#### Extracted information ####

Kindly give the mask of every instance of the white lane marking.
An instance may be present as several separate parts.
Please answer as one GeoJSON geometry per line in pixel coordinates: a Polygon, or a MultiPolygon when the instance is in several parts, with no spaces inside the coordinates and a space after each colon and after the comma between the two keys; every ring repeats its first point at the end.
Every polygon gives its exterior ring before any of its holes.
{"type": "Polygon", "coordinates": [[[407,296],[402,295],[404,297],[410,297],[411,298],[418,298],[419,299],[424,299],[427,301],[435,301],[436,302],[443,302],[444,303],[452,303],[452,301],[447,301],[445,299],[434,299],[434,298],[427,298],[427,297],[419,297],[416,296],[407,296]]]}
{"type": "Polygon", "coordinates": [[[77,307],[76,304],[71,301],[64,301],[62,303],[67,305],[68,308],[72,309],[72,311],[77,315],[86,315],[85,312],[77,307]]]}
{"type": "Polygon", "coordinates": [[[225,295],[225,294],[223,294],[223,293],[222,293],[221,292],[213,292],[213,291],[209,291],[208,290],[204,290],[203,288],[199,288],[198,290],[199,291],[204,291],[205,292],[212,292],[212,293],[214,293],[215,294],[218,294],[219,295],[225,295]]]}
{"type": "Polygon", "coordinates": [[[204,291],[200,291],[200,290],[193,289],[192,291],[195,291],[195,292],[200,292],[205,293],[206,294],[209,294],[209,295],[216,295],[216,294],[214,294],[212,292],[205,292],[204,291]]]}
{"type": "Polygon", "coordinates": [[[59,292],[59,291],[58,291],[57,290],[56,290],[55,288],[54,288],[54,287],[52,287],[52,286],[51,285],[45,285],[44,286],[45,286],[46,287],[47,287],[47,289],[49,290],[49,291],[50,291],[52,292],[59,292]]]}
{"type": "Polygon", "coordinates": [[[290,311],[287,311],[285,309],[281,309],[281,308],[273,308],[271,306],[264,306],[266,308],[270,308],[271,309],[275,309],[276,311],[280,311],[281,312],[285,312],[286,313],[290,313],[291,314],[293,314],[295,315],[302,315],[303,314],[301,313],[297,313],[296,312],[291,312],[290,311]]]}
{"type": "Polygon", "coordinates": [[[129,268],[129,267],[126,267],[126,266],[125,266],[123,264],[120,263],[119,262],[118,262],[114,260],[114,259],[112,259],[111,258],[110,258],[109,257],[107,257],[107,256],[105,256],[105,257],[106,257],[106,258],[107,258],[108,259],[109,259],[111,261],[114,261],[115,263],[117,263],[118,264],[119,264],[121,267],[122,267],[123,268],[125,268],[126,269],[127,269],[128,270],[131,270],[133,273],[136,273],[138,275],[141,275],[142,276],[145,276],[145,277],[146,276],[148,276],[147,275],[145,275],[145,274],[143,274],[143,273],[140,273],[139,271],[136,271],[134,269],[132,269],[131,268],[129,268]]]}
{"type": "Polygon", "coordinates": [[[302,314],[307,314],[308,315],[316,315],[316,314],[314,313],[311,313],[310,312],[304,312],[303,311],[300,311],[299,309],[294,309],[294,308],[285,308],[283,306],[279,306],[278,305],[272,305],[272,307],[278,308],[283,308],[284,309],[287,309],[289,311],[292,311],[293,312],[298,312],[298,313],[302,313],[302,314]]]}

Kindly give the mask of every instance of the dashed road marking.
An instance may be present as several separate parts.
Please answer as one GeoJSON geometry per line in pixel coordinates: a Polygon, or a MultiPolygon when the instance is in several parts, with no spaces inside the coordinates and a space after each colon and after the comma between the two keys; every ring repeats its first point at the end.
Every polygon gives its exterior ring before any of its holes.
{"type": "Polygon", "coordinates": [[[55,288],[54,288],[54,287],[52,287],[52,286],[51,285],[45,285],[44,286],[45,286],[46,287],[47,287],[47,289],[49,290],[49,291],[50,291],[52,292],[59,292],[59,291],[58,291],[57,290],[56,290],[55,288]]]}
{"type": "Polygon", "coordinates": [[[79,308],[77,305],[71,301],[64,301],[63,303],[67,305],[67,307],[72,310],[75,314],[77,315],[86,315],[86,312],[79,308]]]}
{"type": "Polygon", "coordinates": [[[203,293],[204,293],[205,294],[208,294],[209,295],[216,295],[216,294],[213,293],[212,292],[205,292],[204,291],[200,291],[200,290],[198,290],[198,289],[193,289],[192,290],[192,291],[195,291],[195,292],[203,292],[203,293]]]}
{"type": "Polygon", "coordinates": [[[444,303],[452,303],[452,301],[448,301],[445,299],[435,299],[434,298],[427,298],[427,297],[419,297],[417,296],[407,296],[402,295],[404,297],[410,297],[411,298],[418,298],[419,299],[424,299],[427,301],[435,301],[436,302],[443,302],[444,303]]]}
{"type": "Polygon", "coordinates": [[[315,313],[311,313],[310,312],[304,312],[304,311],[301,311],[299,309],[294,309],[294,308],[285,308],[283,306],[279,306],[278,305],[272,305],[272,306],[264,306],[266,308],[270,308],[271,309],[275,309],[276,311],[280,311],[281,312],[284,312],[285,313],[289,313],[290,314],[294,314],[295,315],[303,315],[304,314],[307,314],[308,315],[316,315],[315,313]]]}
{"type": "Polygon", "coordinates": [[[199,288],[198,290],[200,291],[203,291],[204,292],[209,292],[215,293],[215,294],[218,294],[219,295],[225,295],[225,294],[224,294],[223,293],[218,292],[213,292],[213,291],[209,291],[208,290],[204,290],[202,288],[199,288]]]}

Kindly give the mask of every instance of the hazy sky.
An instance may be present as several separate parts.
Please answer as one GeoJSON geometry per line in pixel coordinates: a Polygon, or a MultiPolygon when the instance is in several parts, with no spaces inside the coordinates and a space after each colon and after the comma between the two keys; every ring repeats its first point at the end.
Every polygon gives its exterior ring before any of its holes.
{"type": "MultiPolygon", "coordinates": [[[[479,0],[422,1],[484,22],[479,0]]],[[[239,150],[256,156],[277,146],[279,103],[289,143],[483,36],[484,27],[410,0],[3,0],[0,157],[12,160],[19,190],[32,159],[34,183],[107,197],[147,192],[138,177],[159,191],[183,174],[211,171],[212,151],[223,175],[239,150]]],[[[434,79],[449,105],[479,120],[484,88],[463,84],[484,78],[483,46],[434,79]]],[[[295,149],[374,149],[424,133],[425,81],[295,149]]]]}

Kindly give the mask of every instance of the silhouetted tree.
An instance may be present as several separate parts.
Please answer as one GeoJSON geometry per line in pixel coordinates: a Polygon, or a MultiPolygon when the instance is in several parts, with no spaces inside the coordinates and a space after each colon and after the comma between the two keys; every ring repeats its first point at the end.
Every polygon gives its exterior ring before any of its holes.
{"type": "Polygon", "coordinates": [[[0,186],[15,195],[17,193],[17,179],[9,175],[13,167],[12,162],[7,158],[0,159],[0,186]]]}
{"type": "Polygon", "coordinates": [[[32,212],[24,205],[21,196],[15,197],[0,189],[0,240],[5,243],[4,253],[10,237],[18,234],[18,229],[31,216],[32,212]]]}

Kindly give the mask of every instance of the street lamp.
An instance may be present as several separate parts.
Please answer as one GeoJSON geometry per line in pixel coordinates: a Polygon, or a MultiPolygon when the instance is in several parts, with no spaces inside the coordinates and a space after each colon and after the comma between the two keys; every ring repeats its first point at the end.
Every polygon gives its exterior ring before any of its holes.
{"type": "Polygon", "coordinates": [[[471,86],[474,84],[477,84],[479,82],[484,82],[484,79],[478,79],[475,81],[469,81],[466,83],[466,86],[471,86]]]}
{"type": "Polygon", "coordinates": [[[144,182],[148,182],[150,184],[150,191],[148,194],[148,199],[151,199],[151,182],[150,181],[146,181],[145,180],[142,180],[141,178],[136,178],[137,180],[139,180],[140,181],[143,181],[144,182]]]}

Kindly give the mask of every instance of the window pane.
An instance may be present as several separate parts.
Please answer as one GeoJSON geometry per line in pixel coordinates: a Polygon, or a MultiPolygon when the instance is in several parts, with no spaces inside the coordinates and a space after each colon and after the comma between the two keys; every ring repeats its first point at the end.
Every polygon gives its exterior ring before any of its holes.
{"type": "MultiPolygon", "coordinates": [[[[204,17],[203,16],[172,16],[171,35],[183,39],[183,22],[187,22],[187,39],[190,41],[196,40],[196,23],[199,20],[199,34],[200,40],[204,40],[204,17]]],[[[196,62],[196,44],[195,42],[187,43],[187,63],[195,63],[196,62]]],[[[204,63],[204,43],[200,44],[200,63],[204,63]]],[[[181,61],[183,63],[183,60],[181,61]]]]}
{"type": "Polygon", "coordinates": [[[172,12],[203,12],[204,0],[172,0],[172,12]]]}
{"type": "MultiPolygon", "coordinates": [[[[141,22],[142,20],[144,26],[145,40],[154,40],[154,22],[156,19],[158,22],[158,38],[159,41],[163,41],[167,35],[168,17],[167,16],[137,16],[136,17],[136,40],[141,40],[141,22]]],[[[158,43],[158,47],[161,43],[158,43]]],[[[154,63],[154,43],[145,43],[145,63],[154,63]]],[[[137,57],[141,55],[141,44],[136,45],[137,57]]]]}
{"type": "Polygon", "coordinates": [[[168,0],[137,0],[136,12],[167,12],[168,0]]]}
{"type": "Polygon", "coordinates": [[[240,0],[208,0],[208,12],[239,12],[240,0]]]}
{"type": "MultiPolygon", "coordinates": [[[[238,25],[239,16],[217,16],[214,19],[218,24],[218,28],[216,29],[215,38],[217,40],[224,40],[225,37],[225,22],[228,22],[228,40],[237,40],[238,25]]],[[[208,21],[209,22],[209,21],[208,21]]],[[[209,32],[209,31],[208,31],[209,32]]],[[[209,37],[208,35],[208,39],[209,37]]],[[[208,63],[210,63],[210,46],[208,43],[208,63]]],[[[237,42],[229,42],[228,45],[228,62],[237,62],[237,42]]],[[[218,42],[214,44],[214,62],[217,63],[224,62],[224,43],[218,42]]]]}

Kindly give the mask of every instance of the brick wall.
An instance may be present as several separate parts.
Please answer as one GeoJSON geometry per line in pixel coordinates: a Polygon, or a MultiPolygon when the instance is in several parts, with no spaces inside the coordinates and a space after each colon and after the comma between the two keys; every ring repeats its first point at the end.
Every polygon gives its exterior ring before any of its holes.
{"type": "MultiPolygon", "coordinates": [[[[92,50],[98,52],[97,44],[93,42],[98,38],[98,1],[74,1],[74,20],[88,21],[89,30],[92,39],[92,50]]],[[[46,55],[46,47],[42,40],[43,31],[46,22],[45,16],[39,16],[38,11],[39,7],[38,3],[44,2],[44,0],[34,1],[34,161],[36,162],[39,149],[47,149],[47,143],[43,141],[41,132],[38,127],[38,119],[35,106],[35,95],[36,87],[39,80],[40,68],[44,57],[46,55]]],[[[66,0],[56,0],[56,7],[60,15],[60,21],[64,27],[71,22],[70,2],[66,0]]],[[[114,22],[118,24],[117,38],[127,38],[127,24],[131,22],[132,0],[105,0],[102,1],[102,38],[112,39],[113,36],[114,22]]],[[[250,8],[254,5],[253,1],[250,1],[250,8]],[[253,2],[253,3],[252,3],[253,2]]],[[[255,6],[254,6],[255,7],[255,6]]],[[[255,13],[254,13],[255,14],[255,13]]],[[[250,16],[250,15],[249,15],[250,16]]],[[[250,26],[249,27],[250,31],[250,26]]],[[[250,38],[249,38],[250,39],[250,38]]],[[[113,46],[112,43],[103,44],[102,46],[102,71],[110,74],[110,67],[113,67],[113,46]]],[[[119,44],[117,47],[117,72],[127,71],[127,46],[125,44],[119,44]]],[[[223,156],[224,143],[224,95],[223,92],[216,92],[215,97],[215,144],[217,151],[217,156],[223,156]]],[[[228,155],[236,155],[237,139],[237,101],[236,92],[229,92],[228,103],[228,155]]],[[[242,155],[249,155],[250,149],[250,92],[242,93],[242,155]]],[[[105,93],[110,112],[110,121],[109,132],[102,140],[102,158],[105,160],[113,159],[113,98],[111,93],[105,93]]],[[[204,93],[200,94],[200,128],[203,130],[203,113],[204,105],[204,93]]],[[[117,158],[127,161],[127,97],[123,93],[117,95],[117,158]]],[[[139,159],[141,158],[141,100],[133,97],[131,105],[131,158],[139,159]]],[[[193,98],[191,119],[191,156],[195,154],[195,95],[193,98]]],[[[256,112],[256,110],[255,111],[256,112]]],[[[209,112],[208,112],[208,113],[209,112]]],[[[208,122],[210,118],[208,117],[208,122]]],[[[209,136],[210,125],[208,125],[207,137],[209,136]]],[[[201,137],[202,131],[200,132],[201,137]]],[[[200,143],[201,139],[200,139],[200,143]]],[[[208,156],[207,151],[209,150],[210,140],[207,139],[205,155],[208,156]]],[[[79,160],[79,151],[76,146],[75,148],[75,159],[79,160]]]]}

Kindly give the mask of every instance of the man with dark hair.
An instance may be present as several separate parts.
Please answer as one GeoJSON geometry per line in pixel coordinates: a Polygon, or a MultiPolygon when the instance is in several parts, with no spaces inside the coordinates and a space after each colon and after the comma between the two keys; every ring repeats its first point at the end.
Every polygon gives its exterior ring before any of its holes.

####

**Stated task**:
Starting at the line that contains "Kindly give the mask of every instance of the man", output each remaining line of the listing, the last line included, exactly as it appears.

**Answer to this problem**:
Kindly give the mask of every instance of the man with dark hair.
An instance may be present as several separate parts.
Please answer as one GeoJSON geometry per line in pixel coordinates: a Polygon, or a MultiPolygon when the instance is in several parts, with no spaces inside the coordinates and a space after each colon and after the comma between the two keys; every ring repeats its first point at the end.
Every polygon gives its exterior ring before any of its holes.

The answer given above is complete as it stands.